Alternate opening suggested by Neil


The web has many collections of amazing photos of ordinary objects which have amazing detail when viewed extremely close. The kids will enjoy guessing.

You can use a computer with internet access, OR find and SAVE them to your laptop, or PRINT them to show the students.

Example of one such site:

For example: what is this beauty?


It's a common salt crystal up close.

Today we are going to take a closer look using magnifying glasses and a microscope.

“Looking through the eyepiece of a microscope at the most common object can be an exploration as dramatic as walking on the moon. In many ways the tiny worlds revealed through the eye piece of a microscope are just as foreign and inaccessible to our every day lives as the surface of a distant object in space. So as you get ready to examine an object under your microscope, think of yourself as an explorer in space, even if it is a very tiny space. For the worlds revealed through the lens of you microscope are no less exotic, mysterious, and wondrous as the surface of the moon.” (Blister microscope web site, “Begin your exploration.

"Try finding something that's really unique to share with the class."

Give children magnifying glasses and a variety of natural things such as feathers, flowers, seeds, pinecones, and rocks. Allow the children to view things without magnifying glasses – what detail do they notice? Now use magnifying glasses – we often do not see how majestic God’s creation is unless we stop and look closely.

Several times during these exercises, REPEAT the Psalm phrase, "when I look at the works of your fingers...."

IF YOU CAN BRING IN A MICROSCOPE, have them look at common things under high magnification.

Say: What God created is truly amazing! And yet God cares for each and every one of us and made each and every one of us different and special! Let’s play some games to help us think about that.


what are human beings
         that you think about them;
        what are human beings
         that you pay attention to them?

For older children:

Kids and adults find it mind-bending to think that God can pay attention to each one of us. This simple game-like demonstration will broach the subject.

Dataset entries
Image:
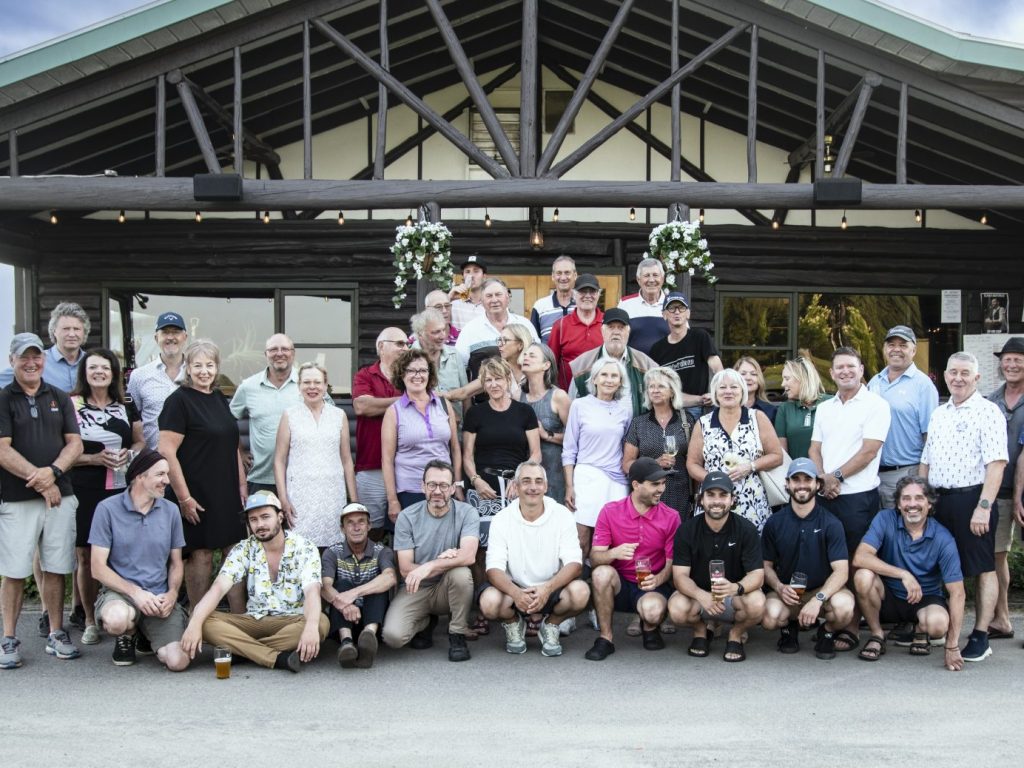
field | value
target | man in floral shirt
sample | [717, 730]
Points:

EXERCISE SET:
1. In the lesson opening above, what does the close-up example photo turn out to show?
2. Reproduce the passage of the lesson opening from "Give children magnifying" to "attention to them?" word for word.

THE ANSWERS:
1. A common salt crystal seen up close.

2.
Give children magnifying glasses and a variety of natural things such as feathers, flowers, seeds, pinecones, and rocks. Allow the children to view things without magnifying glasses – what detail do they notice? Now use magnifying glasses – we often do not see how majestic God’s creation is unless we stop and look closely.

Several times during these exercises, REPEAT the Psalm phrase, "when I look at the works of your fingers...."

IF YOU CAN BRING IN A MICROSCOPE, have them look at common things under high magnification.

Say: What God created is truly amazing! And yet God cares for each and every one of us and made each and every one of us different and special! Let’s play some games to help us think about that.


what are human beings
         that you think about them;
        what are human beings
         that you pay attention to them?